§ INSTRUCTION
Please reproduce each of the items below word for word, leaving out the pictures.

§ MATERIAL FOR THIS EXERCISE
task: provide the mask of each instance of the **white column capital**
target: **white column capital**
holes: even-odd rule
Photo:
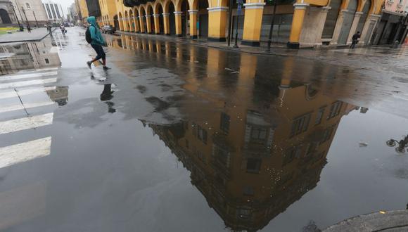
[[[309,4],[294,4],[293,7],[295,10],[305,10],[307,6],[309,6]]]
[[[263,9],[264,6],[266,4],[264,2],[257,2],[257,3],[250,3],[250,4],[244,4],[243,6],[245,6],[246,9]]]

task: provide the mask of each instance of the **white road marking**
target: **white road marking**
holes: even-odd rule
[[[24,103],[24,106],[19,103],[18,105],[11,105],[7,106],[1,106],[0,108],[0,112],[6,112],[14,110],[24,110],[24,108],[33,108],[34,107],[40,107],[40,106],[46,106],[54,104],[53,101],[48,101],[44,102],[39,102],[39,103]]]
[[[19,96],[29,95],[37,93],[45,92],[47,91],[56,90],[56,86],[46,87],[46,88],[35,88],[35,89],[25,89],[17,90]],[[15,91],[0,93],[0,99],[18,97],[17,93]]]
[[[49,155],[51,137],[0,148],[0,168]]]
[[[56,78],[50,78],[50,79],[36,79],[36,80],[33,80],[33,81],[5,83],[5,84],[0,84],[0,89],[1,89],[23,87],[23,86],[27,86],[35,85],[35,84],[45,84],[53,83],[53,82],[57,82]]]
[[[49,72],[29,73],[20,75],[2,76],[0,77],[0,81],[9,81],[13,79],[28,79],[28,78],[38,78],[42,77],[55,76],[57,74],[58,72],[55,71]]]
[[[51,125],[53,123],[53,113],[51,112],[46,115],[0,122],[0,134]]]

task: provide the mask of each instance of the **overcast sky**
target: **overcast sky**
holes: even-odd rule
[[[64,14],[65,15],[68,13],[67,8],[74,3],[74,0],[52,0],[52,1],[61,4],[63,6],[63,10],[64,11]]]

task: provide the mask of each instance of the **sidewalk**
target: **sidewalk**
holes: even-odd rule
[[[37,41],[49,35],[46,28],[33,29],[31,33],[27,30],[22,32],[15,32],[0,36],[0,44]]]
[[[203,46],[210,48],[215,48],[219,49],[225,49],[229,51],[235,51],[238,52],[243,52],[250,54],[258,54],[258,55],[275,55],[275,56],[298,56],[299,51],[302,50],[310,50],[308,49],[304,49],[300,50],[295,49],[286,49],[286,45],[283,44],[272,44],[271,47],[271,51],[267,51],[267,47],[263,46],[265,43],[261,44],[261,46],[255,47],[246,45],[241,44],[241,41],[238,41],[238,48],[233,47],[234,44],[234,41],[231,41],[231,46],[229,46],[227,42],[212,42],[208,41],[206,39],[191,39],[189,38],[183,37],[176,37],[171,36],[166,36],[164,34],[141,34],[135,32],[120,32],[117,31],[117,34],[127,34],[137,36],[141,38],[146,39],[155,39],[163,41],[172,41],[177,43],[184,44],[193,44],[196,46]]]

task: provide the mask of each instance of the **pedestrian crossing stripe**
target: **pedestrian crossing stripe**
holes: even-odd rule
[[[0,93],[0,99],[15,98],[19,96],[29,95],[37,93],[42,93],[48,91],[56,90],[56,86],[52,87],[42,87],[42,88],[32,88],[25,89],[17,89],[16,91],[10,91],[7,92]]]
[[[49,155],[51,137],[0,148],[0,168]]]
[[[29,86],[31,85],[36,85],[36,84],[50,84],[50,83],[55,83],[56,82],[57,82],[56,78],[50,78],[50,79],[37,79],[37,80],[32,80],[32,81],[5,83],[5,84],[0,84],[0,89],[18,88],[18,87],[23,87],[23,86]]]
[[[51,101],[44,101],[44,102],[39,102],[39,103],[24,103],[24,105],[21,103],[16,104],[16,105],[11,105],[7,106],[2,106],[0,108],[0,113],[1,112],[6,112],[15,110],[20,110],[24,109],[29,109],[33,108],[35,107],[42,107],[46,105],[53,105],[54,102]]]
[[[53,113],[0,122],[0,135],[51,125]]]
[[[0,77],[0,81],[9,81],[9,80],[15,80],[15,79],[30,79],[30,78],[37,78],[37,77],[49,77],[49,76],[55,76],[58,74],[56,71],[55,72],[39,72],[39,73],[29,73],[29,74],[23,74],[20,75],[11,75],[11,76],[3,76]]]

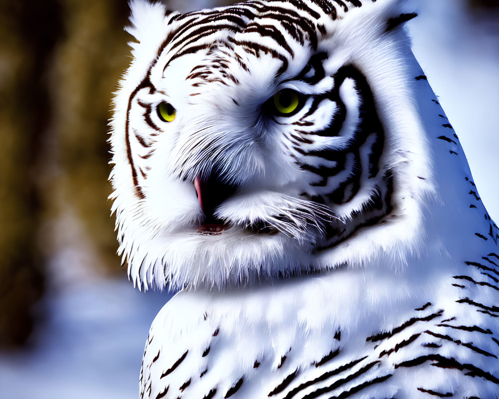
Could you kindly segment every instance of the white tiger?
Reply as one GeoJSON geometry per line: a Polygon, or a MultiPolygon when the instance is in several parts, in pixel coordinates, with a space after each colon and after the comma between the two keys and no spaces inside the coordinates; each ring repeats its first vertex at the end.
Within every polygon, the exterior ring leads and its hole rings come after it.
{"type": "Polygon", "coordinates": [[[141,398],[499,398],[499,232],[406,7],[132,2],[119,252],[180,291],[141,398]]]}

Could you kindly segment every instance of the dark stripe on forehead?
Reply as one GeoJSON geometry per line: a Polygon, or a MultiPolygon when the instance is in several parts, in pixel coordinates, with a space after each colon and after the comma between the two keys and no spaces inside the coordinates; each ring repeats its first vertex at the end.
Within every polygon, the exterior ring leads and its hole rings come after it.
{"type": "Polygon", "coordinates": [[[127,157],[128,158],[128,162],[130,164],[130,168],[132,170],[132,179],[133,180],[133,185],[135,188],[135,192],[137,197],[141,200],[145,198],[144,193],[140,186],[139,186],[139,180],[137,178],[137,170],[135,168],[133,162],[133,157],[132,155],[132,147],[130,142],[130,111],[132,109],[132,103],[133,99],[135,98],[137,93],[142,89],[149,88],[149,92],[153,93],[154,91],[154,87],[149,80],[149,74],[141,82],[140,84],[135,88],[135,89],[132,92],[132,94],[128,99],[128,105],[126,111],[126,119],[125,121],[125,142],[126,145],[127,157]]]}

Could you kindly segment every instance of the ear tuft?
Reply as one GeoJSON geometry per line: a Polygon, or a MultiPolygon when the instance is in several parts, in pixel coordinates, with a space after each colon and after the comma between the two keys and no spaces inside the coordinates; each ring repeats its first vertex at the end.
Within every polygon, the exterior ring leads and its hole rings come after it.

§ TASK RESULT
task: provide the mask of each instance of the **white column capital**
target: **white column capital**
holes: even-odd rule
Photo:
[[[309,4],[294,4],[293,7],[295,10],[305,10],[307,6],[309,6]]]
[[[263,9],[264,6],[266,4],[264,2],[257,2],[257,3],[250,3],[250,4],[244,4],[243,6],[245,6],[246,9]]]

task: provide the mask of each instance of the **white road marking**
target: **white road marking**
holes: even-odd rule
[[[24,103],[24,106],[19,103],[18,105],[11,105],[7,106],[1,106],[0,108],[0,112],[6,112],[14,110],[24,110],[24,108],[33,108],[34,107],[40,107],[40,106],[46,106],[54,104],[53,101],[48,101],[44,102],[39,102],[39,103]]]
[[[19,96],[29,95],[37,93],[45,92],[47,91],[56,90],[56,86],[46,87],[46,88],[35,88],[35,89],[25,89],[17,90]],[[15,91],[0,93],[0,99],[18,97],[17,93]]]
[[[49,155],[51,137],[0,148],[0,168]]]
[[[56,78],[50,78],[50,79],[36,79],[36,80],[33,80],[33,81],[5,83],[5,84],[0,84],[0,89],[1,89],[23,87],[23,86],[27,86],[35,85],[35,84],[45,84],[53,83],[53,82],[57,82]]]
[[[49,72],[29,73],[20,75],[2,76],[0,77],[0,81],[9,81],[13,79],[28,79],[28,78],[38,78],[42,77],[55,76],[57,74],[58,72],[55,71]]]
[[[51,125],[53,123],[53,113],[51,112],[46,115],[0,122],[0,134]]]

task: provide the mask of each instance of the **overcast sky**
target: **overcast sky**
holes: even-odd rule
[[[64,14],[65,15],[68,13],[67,8],[74,3],[74,0],[52,0],[52,1],[61,4],[63,6],[63,10],[64,11]]]

task: provide the mask of each instance of the **sidewalk**
target: **sidewalk**
holes: even-odd rule
[[[37,41],[49,35],[46,28],[33,29],[31,33],[27,30],[22,32],[15,32],[0,36],[0,44]]]
[[[203,46],[210,48],[215,48],[219,49],[225,49],[229,51],[235,51],[238,52],[243,52],[250,54],[258,54],[258,55],[275,55],[275,56],[298,56],[299,51],[302,50],[310,50],[308,49],[304,49],[300,50],[295,49],[286,49],[286,45],[283,44],[272,44],[271,47],[271,51],[267,51],[267,47],[263,46],[265,43],[261,44],[261,46],[255,47],[246,45],[241,44],[241,41],[238,41],[238,48],[233,47],[234,44],[234,41],[231,41],[231,46],[229,46],[227,42],[212,42],[208,41],[206,39],[191,39],[189,38],[183,37],[176,37],[171,36],[166,36],[164,34],[141,34],[135,32],[120,32],[117,31],[117,34],[127,34],[137,36],[141,38],[146,39],[155,39],[163,41],[172,41],[177,43],[184,44],[193,44],[196,46]]]

task: provide the mask of each instance of the **pedestrian crossing stripe**
target: **pedestrian crossing stripe**
holes: even-odd rule
[[[0,93],[0,99],[15,98],[19,96],[29,95],[37,93],[42,93],[48,91],[56,90],[56,86],[52,87],[42,87],[42,88],[32,88],[25,89],[17,89],[16,91],[10,91],[7,92]]]
[[[49,155],[51,137],[0,148],[0,168]]]
[[[29,86],[31,85],[36,85],[36,84],[50,84],[50,83],[55,83],[56,82],[57,82],[56,78],[50,78],[50,79],[37,79],[37,80],[32,80],[32,81],[5,83],[5,84],[0,84],[0,89],[18,88],[18,87],[23,87],[23,86]]]
[[[51,101],[44,101],[44,102],[39,102],[39,103],[24,103],[24,105],[21,103],[16,104],[16,105],[11,105],[7,106],[2,106],[0,108],[0,113],[1,112],[6,112],[15,110],[20,110],[24,109],[29,109],[33,108],[35,107],[42,107],[46,105],[53,105],[54,102]]]
[[[53,113],[0,122],[0,135],[51,125]]]
[[[0,77],[0,81],[9,81],[9,80],[15,80],[15,79],[30,79],[30,78],[37,78],[37,77],[49,77],[49,76],[55,76],[58,74],[56,71],[55,72],[39,72],[39,73],[29,73],[29,74],[23,74],[20,75],[11,75],[11,76],[3,76]]]

Could you kindly segment every instance of the white tiger?
Reply as one GeoJSON geometry per line: a Polygon, or a MultiPolygon when the instance is in several parts, in pixel coordinates, with a space after each colon and after the comma between the two keys and no spaces inside the coordinates; each ring repeats its first vertex at the end.
Within every polygon, the exterior ring leads and its hole rings come after it.
{"type": "Polygon", "coordinates": [[[141,398],[499,398],[499,232],[406,7],[132,2],[119,252],[180,291],[141,398]]]}

Could you kindly segment every instance of the dark stripe on forehead?
Reply as one GeoJSON geometry per line: a Polygon, or a MultiPolygon when the instance is in several parts, in pixel coordinates, with a space after each colon and after the comma between the two keys and no spaces inside the coordinates; each ring repeats its first vertex at the end.
Within every polygon, the exterior ring leads and its hole rings come after it.
{"type": "Polygon", "coordinates": [[[127,157],[128,158],[128,162],[130,164],[130,168],[132,170],[132,179],[133,180],[133,185],[135,188],[135,192],[137,197],[141,200],[145,198],[144,193],[140,186],[139,186],[139,180],[137,178],[137,170],[135,168],[133,162],[133,157],[132,155],[132,147],[130,142],[130,111],[132,109],[132,103],[133,99],[135,98],[137,93],[142,89],[149,88],[149,92],[153,93],[154,91],[154,87],[149,80],[149,74],[141,82],[140,84],[135,88],[135,89],[132,92],[132,94],[128,99],[128,105],[126,111],[126,119],[125,121],[125,142],[126,145],[127,157]]]}

Could you kindly segment every instance of the ear tuft?
Reply as one GeoJSON geometry per line: a Polygon, or a MultiPolygon when the instance is in several parts, in pixel coordinates, with a space after each colon and after the comma between the two keys and no spaces inside the coordinates; each ring repeats its first vertex at the end.
Within every polygon, the exterior ring leads and its hole rings come after it.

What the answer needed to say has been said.